- **Set task**:
Can you reproduce the records word for word, beginning at the very start and continuing through the line that contains "[(228, 312)]", with the pictures left out?

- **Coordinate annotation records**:

· · · ·

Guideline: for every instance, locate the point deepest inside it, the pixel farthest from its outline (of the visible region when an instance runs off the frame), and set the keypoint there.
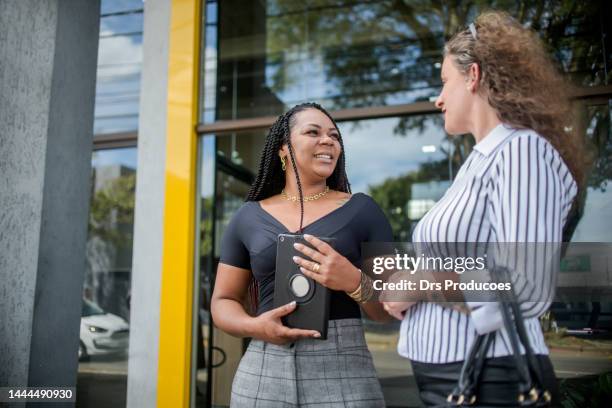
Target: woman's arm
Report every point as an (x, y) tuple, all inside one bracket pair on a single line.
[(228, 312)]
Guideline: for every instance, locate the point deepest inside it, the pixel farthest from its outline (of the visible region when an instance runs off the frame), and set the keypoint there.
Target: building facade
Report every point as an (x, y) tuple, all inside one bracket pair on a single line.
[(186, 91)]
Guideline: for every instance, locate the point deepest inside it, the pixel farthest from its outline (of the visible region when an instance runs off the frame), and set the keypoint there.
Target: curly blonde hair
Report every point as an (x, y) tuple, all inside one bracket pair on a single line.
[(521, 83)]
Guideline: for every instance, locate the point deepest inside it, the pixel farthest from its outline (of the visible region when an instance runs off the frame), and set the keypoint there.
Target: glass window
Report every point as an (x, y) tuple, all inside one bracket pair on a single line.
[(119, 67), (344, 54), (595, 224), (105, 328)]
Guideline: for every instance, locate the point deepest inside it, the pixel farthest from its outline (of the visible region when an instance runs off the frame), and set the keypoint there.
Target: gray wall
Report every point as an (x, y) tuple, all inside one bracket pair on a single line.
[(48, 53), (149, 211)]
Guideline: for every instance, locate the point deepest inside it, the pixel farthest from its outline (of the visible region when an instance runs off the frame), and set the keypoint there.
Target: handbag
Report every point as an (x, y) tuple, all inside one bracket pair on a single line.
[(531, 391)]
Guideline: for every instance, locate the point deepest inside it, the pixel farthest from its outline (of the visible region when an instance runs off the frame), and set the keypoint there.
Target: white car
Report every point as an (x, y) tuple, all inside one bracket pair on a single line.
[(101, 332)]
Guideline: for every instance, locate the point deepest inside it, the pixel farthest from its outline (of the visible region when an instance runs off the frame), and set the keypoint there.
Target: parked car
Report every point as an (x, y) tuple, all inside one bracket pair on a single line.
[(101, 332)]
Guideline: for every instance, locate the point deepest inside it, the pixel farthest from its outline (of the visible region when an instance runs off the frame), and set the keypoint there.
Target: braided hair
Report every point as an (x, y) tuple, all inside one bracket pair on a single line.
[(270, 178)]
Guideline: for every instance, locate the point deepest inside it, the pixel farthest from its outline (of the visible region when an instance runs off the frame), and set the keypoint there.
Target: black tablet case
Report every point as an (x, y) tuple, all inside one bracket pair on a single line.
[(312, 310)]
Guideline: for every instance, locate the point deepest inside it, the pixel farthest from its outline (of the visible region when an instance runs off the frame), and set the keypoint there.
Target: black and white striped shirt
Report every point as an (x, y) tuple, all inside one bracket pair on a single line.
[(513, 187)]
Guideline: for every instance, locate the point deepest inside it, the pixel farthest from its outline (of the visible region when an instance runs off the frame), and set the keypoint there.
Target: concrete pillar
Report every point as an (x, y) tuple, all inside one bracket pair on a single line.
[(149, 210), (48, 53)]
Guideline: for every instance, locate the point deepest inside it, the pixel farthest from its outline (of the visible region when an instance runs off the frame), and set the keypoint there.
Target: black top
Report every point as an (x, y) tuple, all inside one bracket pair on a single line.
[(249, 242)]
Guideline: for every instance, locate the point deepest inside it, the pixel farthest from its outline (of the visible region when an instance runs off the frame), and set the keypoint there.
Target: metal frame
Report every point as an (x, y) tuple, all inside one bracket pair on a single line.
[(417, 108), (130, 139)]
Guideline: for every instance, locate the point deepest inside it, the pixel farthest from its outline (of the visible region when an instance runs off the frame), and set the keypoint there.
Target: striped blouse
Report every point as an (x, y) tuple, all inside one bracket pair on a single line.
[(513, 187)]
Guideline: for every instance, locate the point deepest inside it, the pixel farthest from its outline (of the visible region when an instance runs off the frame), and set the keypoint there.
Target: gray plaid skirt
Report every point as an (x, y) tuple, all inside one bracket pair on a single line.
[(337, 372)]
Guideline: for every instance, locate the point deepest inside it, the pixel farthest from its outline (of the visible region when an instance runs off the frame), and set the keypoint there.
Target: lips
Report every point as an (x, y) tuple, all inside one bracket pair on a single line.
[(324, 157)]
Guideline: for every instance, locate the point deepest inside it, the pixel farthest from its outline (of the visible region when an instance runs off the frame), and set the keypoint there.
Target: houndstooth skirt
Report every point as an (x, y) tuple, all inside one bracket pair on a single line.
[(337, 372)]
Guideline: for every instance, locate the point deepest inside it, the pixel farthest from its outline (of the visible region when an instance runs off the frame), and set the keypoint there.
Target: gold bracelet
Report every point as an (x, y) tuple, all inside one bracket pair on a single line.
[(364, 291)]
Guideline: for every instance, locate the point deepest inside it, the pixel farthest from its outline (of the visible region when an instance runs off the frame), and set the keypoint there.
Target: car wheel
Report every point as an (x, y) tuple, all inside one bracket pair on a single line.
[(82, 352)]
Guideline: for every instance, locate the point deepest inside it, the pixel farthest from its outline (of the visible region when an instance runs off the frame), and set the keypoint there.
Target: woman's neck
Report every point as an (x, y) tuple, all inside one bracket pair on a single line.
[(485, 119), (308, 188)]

· · · ·

- **Solution**:
Guideline: for every instance, locate the point deepest inside it, the pixel farthest from its outline (of the visible region when an instance runs off the frame), and set the keypoint there.
Target: woman's arm
Report every point as an (x, y) tuple, all inside one bracket pair on a single line.
[(228, 312)]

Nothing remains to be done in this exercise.